> _SHORT TASK_
Pick out each line in the entries below that contains the string "coloured" and copy it whole. Case counts.

** start of MATERIAL SHOWN **

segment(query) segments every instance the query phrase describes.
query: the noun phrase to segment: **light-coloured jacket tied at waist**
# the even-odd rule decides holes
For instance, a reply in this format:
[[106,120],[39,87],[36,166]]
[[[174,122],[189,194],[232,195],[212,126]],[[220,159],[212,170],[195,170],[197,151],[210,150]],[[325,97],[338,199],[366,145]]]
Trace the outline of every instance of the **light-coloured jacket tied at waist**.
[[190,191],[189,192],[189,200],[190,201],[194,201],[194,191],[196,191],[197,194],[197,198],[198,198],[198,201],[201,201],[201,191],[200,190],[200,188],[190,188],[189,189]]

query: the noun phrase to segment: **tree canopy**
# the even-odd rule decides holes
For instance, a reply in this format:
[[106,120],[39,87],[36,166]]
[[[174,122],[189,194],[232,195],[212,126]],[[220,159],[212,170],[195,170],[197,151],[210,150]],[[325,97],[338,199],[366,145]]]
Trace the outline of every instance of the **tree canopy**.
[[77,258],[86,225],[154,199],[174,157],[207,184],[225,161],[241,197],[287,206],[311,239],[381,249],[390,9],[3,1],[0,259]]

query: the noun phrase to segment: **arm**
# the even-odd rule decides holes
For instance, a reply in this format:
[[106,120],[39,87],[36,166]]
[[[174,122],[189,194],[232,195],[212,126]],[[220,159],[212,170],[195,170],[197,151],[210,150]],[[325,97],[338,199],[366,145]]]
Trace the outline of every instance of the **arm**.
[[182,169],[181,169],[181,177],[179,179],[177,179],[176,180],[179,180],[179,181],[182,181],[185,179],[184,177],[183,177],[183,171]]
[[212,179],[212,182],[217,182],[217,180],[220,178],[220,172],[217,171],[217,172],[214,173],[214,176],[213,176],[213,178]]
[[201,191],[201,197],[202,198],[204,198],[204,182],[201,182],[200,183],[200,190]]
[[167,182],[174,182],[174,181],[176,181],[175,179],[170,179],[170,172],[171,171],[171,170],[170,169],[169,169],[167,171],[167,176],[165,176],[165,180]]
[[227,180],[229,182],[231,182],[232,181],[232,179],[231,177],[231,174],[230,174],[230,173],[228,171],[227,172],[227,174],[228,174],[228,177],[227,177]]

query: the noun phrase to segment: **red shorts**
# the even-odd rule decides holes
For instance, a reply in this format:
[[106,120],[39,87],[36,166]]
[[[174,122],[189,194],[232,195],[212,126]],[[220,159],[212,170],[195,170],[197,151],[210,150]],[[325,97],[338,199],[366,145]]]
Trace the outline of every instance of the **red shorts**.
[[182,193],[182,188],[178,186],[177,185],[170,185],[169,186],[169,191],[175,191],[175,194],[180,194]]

** end of MATERIAL SHOWN **
** start of MATERIAL SHOWN **

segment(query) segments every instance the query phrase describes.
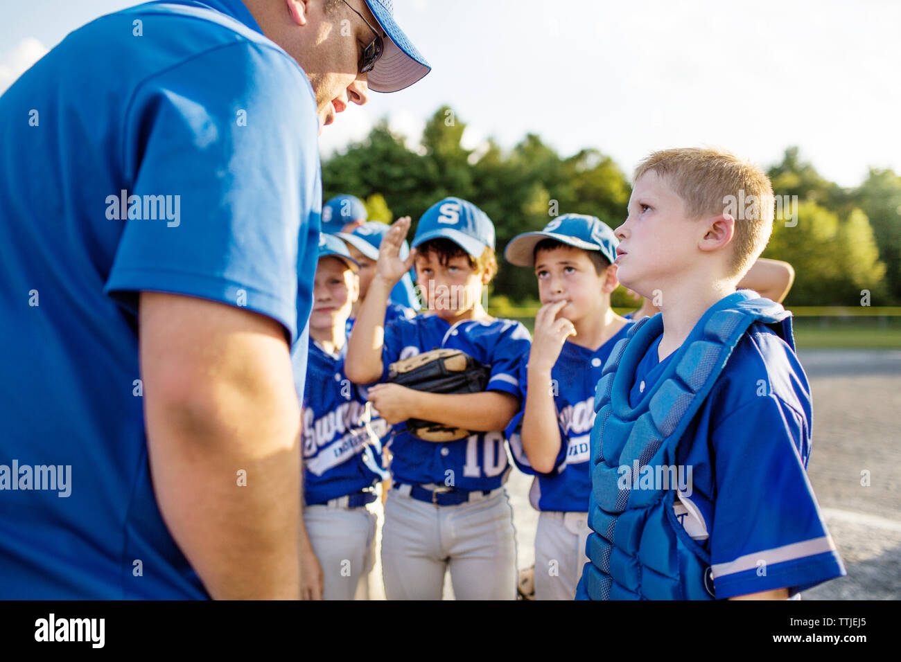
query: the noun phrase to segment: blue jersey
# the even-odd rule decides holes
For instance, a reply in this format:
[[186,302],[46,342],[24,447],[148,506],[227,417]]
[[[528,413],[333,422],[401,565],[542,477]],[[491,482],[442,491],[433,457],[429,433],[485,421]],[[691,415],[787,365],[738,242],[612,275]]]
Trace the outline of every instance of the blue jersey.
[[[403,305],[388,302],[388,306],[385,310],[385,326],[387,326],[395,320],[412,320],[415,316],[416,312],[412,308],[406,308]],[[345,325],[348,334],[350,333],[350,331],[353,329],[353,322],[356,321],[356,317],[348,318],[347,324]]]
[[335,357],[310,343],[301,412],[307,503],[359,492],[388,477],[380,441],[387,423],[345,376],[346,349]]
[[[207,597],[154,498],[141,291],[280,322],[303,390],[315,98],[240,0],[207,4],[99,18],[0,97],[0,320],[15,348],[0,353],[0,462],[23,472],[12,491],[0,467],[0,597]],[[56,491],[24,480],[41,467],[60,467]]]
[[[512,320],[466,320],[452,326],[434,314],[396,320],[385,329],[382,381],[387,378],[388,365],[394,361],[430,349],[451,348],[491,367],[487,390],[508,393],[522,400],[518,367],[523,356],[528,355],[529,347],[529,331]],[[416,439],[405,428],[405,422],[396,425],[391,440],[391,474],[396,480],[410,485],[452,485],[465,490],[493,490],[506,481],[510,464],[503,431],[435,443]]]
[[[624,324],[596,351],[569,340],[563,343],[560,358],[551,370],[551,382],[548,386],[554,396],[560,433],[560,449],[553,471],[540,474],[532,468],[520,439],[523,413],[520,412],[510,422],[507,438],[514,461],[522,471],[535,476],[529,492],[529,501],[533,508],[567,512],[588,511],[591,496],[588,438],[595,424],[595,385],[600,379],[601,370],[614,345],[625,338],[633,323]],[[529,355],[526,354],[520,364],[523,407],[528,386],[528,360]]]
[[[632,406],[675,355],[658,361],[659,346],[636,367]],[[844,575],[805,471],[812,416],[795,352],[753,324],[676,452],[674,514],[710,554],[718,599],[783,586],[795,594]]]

** end of MATERIAL SHOWN **
** start of MATERIAL SHOWN **

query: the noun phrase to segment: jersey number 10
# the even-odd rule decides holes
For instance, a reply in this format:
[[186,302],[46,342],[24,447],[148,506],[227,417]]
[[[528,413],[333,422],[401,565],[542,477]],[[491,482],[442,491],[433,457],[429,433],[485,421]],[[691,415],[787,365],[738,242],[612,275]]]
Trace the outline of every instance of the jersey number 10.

** end of MATERIAL SHOWN **

> _RESPONSE TO THIS EXERCISE_
query: the noun phrase to segment: **light-coloured jacket tied at waist**
Trace the outline of every instance of the **light-coloured jacket tied at waist**.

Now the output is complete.